**ABOUT THIS EXERCISE:** Once the line with "of the pink" is found in the entries below, repeat that line and every one after it exactly, ending at the last.

MATERIAL FOR THIS TASK section start

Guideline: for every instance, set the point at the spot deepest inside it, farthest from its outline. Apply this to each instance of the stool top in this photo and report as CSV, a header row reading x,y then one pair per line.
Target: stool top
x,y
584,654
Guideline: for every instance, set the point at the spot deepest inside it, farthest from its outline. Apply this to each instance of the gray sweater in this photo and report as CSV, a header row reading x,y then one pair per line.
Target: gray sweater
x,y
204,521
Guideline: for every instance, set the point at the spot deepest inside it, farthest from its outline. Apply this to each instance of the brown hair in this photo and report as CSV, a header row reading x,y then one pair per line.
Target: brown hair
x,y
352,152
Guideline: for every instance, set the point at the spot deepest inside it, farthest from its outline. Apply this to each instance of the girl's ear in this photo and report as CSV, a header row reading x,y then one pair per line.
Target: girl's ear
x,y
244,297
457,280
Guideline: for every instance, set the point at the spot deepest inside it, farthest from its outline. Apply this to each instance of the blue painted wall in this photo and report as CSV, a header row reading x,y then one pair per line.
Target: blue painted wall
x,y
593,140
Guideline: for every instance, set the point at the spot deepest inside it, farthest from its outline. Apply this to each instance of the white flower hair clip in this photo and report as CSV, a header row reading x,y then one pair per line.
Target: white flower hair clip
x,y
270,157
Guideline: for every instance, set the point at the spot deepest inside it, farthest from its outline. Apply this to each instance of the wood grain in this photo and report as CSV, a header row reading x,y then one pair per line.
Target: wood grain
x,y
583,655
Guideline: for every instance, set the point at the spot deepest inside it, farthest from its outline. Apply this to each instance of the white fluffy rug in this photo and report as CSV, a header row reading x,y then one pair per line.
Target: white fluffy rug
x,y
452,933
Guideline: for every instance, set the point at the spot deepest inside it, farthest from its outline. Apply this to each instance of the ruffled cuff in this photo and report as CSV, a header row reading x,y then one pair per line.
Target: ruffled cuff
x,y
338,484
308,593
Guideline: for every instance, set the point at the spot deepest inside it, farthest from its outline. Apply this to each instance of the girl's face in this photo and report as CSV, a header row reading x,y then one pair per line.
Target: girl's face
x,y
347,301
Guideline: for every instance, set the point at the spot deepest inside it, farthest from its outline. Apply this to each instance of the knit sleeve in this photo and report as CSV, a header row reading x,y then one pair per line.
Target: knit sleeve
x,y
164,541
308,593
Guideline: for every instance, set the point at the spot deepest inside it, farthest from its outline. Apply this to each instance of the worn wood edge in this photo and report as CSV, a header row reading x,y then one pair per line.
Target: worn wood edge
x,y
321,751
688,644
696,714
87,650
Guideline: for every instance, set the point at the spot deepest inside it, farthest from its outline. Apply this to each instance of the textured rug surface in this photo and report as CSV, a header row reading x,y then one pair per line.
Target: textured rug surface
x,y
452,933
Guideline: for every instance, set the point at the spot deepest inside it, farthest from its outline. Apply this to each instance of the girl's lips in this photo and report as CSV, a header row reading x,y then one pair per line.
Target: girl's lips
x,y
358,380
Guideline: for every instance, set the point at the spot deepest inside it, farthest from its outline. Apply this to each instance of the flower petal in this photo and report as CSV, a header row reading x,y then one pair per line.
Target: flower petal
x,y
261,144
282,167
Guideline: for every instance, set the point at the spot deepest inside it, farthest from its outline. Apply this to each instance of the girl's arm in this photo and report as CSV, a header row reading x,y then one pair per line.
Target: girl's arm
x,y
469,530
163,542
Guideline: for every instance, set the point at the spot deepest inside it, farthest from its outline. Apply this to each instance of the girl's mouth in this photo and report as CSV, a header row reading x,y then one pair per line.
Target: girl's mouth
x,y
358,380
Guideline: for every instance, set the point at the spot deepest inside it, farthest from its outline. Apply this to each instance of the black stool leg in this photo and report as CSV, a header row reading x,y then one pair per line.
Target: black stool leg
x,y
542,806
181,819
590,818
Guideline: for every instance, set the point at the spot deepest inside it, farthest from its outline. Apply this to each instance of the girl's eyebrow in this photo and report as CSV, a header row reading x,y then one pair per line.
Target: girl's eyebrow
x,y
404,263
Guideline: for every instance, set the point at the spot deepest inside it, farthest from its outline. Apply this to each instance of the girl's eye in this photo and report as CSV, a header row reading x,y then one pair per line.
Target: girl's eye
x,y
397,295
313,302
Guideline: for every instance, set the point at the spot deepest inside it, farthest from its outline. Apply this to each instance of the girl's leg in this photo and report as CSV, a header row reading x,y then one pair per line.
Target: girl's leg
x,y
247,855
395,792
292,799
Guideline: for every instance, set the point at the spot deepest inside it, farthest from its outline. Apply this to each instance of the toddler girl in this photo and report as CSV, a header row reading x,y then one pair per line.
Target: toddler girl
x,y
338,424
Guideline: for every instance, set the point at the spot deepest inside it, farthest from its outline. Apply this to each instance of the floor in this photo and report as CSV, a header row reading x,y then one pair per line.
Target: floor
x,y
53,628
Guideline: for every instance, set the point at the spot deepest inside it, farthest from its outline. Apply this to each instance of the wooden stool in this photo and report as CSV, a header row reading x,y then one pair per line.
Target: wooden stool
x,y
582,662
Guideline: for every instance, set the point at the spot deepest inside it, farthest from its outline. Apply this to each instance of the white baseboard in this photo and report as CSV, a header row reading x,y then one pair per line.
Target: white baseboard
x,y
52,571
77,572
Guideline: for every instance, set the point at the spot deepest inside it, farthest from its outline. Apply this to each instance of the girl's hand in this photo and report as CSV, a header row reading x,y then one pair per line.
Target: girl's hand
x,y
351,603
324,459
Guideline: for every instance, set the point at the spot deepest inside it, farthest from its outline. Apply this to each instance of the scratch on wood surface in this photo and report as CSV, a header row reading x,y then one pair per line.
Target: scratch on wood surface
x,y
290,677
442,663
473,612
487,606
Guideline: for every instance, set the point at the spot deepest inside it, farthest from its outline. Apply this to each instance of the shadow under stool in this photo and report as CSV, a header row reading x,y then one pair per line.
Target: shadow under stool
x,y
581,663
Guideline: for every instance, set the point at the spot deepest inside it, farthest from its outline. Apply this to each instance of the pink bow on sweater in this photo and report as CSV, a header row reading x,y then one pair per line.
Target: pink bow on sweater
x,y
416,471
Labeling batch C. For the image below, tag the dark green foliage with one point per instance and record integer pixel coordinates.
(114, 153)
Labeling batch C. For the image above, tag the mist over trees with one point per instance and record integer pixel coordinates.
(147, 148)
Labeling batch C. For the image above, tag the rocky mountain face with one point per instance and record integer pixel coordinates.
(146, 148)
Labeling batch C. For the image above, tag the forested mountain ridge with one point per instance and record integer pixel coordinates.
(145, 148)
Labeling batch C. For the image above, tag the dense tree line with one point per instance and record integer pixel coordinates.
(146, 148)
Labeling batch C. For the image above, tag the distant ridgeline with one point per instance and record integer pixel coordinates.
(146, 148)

MATERIAL FOR THIS TASK section end

**ANSWER TO THE EXERCISE:**
Guideline: for every instance, set the point at the spot deepest inside it, farthest from its outline. Apply this to each instance of the pink bow on sweater in this photo and report as CSV, a header row reading x,y then one pair per line.
Target: pink bow on sweater
x,y
416,471
Labeling batch C. For the image below, tag the dark green foliage with one point per instance and record integer pixel coordinates.
(114, 153)
Labeling batch C. For the image above, tag the mist over trees with one point per instance and record integer pixel coordinates.
(147, 148)
Labeling batch C. For the image above, tag the rocky mountain face with one point per instance and record integer pixel coordinates.
(146, 148)
Labeling batch C. For the image above, tag the forested mountain ridge with one point per instance and record integer pixel coordinates.
(145, 148)
Labeling batch C. For the image above, tag the dense tree line with one point per instance and record integer pixel coordinates.
(146, 148)
Labeling batch C. For the image above, tag the distant ridgeline with one point per instance and record integer pixel coordinates.
(146, 148)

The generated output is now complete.